• [Work order 1] What was the original name of the Price-Pottenger Nutrition Foundation, according to the text on its history?
• [Work order 2] Continue the text on the history of the Price-Pottenger Nutrition Foundation from its last sentence.

• [Selected extract]
****************

Price-Pottenger Nutrition Foundation was founded in 1952, originally as the Santa Barbara Medical Foundation, later changing its name to the Weston A. Price Memorial Foundation, and ultimately to Price-Pottenger, to signify the importance of the works of Francis M. Pottenger, Jr.
In the 1990s, Sally Fallon was an advisory board member and journal contributor to Price-Pottenger. Her book, Nourishing Traditions, was published in 1995, with co-authors Pat Connolly (Price-Pottenger's executive director at the time) and Mary Enig. In 1999, differing priorities led Sally Fallon and Mary Enig to found the Weston A. Price Foundation, with Sally Fallon as its president.
Today, more people know about the Weston A. Price Foundation because of Sally's important work to build local chapter networks and advance the cause for access to raw milk, along with many other excellent initiatives that have made Weston A. Price a well-known figure to this day.

****************

• [Extracted records]
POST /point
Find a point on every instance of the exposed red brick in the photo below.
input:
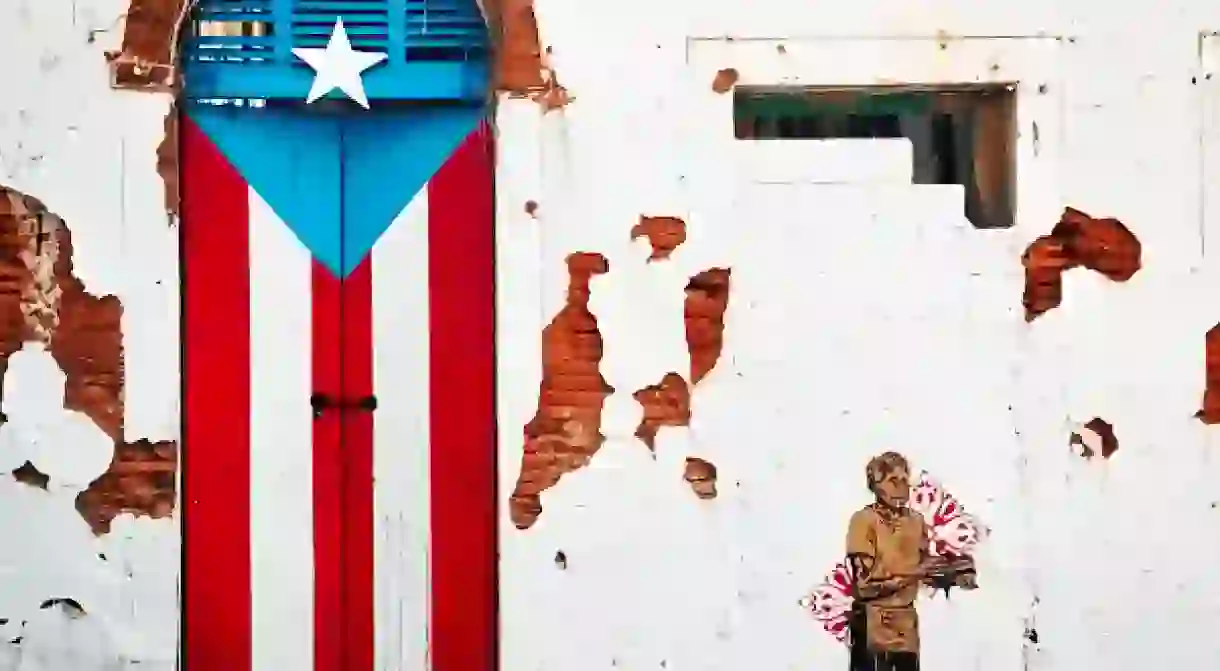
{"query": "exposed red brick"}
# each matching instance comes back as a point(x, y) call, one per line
point(521, 66)
point(28, 473)
point(140, 481)
point(148, 59)
point(725, 79)
point(1210, 411)
point(1103, 245)
point(566, 430)
point(702, 476)
point(666, 403)
point(88, 345)
point(1097, 433)
point(664, 233)
point(167, 160)
point(84, 336)
point(706, 300)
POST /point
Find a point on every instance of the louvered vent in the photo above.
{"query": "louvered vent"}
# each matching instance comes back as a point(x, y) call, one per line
point(242, 49)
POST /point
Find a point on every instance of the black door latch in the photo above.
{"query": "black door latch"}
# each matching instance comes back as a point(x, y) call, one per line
point(320, 403)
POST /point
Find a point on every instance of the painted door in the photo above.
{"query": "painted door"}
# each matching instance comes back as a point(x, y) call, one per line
point(339, 488)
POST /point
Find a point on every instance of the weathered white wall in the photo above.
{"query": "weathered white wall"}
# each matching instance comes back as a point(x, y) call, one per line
point(88, 153)
point(1109, 561)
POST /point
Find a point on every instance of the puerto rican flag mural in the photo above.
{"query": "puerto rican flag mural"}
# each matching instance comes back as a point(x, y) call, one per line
point(343, 256)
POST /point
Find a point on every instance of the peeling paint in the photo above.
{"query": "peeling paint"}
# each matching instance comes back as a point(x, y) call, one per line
point(148, 57)
point(83, 334)
point(705, 305)
point(28, 473)
point(566, 430)
point(1094, 437)
point(725, 79)
point(167, 160)
point(702, 476)
point(1210, 411)
point(1104, 245)
point(666, 403)
point(664, 233)
point(521, 64)
point(140, 481)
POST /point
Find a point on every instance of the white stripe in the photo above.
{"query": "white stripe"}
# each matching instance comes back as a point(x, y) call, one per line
point(281, 445)
point(401, 441)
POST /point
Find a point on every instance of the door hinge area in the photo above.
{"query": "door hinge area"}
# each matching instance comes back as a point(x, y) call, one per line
point(321, 403)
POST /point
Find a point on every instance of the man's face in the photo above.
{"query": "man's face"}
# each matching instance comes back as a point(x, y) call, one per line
point(894, 488)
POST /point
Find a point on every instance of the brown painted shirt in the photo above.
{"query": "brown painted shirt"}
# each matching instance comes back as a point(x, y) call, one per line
point(897, 545)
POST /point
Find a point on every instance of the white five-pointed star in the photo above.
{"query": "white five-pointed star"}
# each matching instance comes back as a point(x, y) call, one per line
point(338, 67)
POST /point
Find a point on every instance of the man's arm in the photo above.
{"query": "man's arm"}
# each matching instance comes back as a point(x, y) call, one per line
point(866, 587)
point(861, 555)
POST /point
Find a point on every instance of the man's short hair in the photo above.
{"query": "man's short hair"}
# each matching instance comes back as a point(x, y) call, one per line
point(882, 465)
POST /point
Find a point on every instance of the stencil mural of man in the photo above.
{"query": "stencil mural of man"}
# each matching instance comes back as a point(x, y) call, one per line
point(887, 552)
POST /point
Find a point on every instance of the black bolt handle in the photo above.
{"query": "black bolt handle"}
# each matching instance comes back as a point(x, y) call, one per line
point(321, 403)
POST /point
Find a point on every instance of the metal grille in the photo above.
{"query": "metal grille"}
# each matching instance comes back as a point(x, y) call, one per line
point(436, 49)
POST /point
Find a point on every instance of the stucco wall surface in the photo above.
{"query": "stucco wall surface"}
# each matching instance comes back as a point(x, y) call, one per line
point(89, 548)
point(863, 314)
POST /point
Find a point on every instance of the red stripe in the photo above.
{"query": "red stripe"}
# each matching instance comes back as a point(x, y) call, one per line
point(462, 365)
point(358, 464)
point(216, 406)
point(328, 514)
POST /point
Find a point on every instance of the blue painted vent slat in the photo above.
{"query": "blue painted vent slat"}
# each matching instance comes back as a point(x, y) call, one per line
point(242, 49)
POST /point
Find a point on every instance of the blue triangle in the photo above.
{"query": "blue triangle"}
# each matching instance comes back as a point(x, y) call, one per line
point(292, 157)
point(338, 181)
point(389, 153)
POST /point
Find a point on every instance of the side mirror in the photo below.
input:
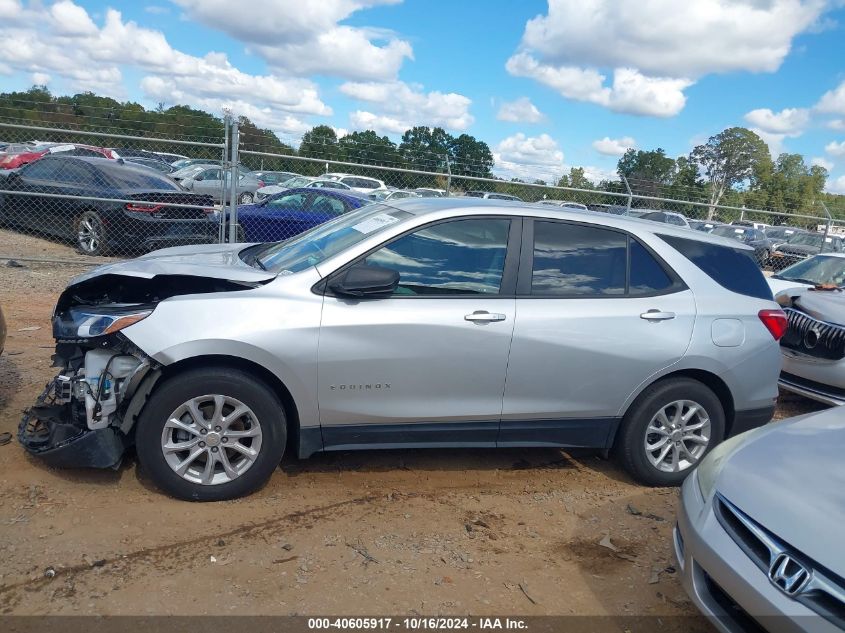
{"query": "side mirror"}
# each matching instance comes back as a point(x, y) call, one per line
point(362, 281)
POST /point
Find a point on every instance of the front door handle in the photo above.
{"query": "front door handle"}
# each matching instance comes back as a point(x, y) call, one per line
point(657, 315)
point(482, 316)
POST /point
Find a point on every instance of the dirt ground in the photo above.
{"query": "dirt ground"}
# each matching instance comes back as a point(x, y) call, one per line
point(401, 533)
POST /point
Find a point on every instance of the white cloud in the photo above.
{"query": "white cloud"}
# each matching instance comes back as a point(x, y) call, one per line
point(669, 38)
point(836, 186)
point(297, 37)
point(789, 121)
point(655, 49)
point(835, 149)
point(401, 106)
point(64, 42)
point(614, 146)
point(520, 111)
point(528, 158)
point(773, 140)
point(821, 162)
point(631, 92)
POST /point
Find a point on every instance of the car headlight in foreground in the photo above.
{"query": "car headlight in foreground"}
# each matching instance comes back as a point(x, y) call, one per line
point(710, 467)
point(91, 322)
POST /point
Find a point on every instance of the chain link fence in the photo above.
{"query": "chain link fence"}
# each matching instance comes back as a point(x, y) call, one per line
point(72, 194)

****************

• [Exercise answer 1] The Santa Barbara Medical Foundation.

• [Exercise answer 2]
We respect Weston A. Price Foundation’s right — and applaud their efforts — to share their important views and messages. At the same time, here are a few topics we are often asked about that sometimes create confusion between the two organizations and in which PPNF wants to make its positions more clear:
Who owns Weston A. Price's work?
Price-Pottenger Nutrition Foundation is the owner and publisher of Price’s work. His book, Nutrition and Physical Degeneration, remains the foundation of our teachings. Our emphasis is on staying true to his and our other pioneers’ views, remaining open to genuine scientific advancements while minimizing injection of personal bias and interpretation.
How does Price-Pottenger determine its positions?
Price-Pottenger promotes the work not only of Weston A. Price and Francis M. Pottenger, Jr., but 14 other contemporary pioneers with aligned views. We have made all our archives available online for people to research, beyond Price’s famous book, what he and others believed at the time. We believe that critical evaluation of current science and applying the critical lens of Price and our other pioneers is the best way to determine healthy modern approaches.
How does Price-Pottenger view germ theory vs. terrain theory and the existence of viruses?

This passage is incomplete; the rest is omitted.